Collected data entries:
-- Opening Marker --

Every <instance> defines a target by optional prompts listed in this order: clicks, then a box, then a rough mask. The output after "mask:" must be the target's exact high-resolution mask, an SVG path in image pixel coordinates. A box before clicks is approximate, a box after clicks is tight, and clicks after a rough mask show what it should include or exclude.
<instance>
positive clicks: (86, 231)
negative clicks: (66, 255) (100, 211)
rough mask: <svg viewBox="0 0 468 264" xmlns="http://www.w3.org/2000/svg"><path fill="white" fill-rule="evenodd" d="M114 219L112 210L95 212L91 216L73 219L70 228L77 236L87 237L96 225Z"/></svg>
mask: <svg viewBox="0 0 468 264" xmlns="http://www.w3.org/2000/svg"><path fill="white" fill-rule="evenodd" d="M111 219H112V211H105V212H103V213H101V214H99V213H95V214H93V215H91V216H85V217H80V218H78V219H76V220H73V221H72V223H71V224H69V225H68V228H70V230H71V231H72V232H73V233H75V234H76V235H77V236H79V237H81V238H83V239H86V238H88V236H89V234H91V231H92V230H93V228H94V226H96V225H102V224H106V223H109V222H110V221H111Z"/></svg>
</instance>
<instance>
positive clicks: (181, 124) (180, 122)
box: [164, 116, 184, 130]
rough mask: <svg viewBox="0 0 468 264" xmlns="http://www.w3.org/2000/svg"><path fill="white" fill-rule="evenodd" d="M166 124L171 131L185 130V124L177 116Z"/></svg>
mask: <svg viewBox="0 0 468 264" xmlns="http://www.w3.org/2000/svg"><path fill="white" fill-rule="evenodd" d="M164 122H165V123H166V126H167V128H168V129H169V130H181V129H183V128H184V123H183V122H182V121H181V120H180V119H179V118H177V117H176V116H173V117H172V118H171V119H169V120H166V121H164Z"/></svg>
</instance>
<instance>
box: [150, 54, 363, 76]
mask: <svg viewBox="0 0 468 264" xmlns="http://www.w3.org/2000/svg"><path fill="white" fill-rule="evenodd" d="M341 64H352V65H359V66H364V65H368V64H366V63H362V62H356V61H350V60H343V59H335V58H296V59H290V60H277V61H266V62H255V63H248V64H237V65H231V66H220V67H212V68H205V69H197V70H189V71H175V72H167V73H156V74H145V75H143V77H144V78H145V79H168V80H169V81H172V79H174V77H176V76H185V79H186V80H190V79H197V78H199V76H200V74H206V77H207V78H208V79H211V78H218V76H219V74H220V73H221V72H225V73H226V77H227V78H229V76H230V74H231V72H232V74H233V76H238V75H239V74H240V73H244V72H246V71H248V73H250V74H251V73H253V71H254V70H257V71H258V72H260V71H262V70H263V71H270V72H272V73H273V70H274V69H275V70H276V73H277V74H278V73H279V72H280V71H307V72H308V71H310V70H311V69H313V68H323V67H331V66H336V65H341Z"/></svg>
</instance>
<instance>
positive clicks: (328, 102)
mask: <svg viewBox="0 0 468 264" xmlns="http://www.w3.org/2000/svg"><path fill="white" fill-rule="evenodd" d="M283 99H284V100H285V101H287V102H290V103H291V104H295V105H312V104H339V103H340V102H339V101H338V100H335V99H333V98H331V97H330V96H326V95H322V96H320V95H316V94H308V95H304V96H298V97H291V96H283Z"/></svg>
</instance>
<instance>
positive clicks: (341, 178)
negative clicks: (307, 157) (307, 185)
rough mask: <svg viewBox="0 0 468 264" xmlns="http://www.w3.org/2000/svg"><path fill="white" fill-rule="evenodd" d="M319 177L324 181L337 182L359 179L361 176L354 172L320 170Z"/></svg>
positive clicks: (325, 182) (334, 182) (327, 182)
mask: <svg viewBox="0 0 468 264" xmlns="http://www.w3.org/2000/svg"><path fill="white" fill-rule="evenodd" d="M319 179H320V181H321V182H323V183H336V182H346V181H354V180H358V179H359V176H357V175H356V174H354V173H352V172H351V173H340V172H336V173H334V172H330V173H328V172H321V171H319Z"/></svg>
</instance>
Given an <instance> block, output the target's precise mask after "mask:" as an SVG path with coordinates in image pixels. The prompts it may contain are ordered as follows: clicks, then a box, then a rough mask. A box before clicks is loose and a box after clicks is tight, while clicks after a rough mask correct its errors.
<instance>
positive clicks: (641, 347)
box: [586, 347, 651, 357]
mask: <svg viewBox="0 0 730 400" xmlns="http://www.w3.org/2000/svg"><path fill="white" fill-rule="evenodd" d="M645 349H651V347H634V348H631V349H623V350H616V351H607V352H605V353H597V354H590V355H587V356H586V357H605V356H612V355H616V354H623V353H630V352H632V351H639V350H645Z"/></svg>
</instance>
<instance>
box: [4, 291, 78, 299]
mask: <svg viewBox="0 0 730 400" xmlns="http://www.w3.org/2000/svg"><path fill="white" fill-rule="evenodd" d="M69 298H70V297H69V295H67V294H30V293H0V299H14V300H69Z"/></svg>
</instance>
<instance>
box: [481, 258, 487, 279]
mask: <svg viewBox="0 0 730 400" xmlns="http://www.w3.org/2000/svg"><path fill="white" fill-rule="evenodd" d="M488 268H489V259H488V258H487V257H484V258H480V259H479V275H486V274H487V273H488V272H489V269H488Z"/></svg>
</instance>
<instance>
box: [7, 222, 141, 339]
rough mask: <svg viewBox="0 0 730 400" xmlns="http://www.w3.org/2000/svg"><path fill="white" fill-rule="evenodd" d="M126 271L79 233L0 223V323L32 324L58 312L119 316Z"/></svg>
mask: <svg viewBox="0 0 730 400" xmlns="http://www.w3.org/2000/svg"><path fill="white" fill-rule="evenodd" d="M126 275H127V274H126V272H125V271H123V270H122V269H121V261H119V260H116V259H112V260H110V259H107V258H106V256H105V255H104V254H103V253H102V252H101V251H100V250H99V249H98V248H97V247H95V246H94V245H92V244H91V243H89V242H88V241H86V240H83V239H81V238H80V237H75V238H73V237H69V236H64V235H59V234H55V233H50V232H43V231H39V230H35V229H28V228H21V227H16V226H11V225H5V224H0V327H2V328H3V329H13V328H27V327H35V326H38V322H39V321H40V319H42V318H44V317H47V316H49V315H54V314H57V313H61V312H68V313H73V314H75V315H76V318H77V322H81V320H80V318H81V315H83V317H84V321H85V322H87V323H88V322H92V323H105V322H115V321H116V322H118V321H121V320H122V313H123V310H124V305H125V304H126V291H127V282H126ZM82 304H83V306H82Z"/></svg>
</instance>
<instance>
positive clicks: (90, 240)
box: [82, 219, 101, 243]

-- Closing Marker --

Your objective: Using the entries above, give back exactly the line containing "positive clicks: (641, 347)", the line containing "box: [7, 222, 141, 339]", and every line between them, and nothing else.

Task response:
positive clicks: (641, 347)
box: [586, 347, 651, 357]
mask: <svg viewBox="0 0 730 400" xmlns="http://www.w3.org/2000/svg"><path fill="white" fill-rule="evenodd" d="M645 349H651V347H634V348H631V349H623V350H616V351H607V352H605V353H597V354H590V355H587V356H586V357H605V356H612V355H616V354H623V353H630V352H632V351H639V350H645Z"/></svg>
</instance>
<instance>
box: [4, 291, 78, 299]
mask: <svg viewBox="0 0 730 400" xmlns="http://www.w3.org/2000/svg"><path fill="white" fill-rule="evenodd" d="M69 298H70V297H69V295H67V294H30V293H0V299H14V300H69Z"/></svg>
</instance>
<instance>
box: [481, 258, 487, 279]
mask: <svg viewBox="0 0 730 400" xmlns="http://www.w3.org/2000/svg"><path fill="white" fill-rule="evenodd" d="M488 268H489V259H488V258H487V257H484V258H480V259H479V275H486V274H487V273H488V272H489V269H488Z"/></svg>
</instance>
<instance>
box: [7, 222, 141, 339]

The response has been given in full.